[WORK TO COMPLETE]
Exactly as they stand, the data below are to be printed again.

(Point-per-instance localization data)
· · · · · · ·

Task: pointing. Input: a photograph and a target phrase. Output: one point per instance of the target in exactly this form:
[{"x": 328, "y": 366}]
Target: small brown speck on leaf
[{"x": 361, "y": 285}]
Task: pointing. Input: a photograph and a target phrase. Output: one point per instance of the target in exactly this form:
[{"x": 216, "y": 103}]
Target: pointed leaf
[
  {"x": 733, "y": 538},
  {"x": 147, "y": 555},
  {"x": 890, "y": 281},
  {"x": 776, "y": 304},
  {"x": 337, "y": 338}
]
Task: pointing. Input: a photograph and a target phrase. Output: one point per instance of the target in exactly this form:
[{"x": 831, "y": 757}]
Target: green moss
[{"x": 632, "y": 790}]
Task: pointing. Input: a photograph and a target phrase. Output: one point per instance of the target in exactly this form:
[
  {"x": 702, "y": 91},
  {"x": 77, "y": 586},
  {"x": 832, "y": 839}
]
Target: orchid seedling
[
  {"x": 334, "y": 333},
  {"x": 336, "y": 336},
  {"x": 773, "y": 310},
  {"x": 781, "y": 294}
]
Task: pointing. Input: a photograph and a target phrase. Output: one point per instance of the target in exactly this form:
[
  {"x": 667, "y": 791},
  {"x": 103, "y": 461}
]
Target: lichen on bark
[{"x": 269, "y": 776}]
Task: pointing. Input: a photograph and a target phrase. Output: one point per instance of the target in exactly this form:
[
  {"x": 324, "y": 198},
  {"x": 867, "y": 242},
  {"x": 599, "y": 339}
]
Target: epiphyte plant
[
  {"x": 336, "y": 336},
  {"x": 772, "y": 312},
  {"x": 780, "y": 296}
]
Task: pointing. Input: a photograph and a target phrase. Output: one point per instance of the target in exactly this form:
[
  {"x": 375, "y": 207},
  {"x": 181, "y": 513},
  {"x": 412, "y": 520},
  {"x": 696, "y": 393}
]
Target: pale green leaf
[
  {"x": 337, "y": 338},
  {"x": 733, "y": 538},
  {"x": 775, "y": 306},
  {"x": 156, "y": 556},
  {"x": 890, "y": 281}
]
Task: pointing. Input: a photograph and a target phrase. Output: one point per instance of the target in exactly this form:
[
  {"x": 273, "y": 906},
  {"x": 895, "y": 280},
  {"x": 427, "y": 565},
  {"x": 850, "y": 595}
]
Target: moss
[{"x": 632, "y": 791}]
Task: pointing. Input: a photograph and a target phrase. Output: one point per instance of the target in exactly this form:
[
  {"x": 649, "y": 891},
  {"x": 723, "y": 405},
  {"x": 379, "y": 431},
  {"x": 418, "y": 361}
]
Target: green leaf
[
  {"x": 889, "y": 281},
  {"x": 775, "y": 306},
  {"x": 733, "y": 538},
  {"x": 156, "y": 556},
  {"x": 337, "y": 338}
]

· · · · · · ·

[COMPLETED TASK]
Task: pointing. Input: a photograph and a target phrase. Output: one point per instance of the target in exactly this form:
[{"x": 328, "y": 366}]
Target: small brown speck on leaf
[{"x": 361, "y": 285}]
Task: pointing. Input: a photograph and a target phrase. Output: one point per instance of the target in exactly this form:
[{"x": 216, "y": 103}]
Target: pointed leaf
[
  {"x": 733, "y": 538},
  {"x": 147, "y": 555},
  {"x": 890, "y": 281},
  {"x": 776, "y": 304},
  {"x": 337, "y": 338}
]
Task: pointing. Input: a photograph and a target phrase. Output: one point per instance of the target in exactly this form:
[{"x": 831, "y": 757}]
Target: green moss
[{"x": 632, "y": 790}]
Task: pointing. Input: a photograph and a target phrase. Output: one point per instance of the target in exactly this form:
[
  {"x": 702, "y": 91},
  {"x": 77, "y": 586},
  {"x": 832, "y": 839}
]
Target: orchid seedling
[
  {"x": 334, "y": 333},
  {"x": 336, "y": 336},
  {"x": 773, "y": 310},
  {"x": 781, "y": 294}
]
Task: pointing. Input: a photograph and a target phrase. Output: one point per instance of the target in exactly this form:
[
  {"x": 667, "y": 791},
  {"x": 103, "y": 461}
]
Target: lichen on bark
[{"x": 269, "y": 776}]
Task: pointing. Input: a photograph and a target phrase. Output: one point per instance of the target in exactly this form:
[
  {"x": 324, "y": 198},
  {"x": 867, "y": 242},
  {"x": 599, "y": 339}
]
Target: epiphyte plant
[
  {"x": 336, "y": 336},
  {"x": 772, "y": 312},
  {"x": 780, "y": 296}
]
Task: pointing. Input: a photograph and a target phrase. Output: one point per instance of the target in exactly this form:
[
  {"x": 375, "y": 207},
  {"x": 181, "y": 513},
  {"x": 412, "y": 520},
  {"x": 696, "y": 393}
]
Target: pale green leaf
[
  {"x": 337, "y": 338},
  {"x": 733, "y": 538},
  {"x": 775, "y": 306},
  {"x": 156, "y": 556},
  {"x": 890, "y": 281}
]
Task: pointing. Input: a photograph and a target phrase. Output: one point per instance of the target in exactly this form:
[
  {"x": 273, "y": 906},
  {"x": 895, "y": 280},
  {"x": 427, "y": 565},
  {"x": 850, "y": 595}
]
Target: moss
[{"x": 632, "y": 791}]
Task: pointing. Input: a photograph and a target phrase. Output: one point per instance of the target in exactly this form:
[
  {"x": 649, "y": 891},
  {"x": 723, "y": 405},
  {"x": 379, "y": 431},
  {"x": 418, "y": 361}
]
Target: green leaf
[
  {"x": 889, "y": 281},
  {"x": 775, "y": 306},
  {"x": 733, "y": 538},
  {"x": 156, "y": 556},
  {"x": 337, "y": 338}
]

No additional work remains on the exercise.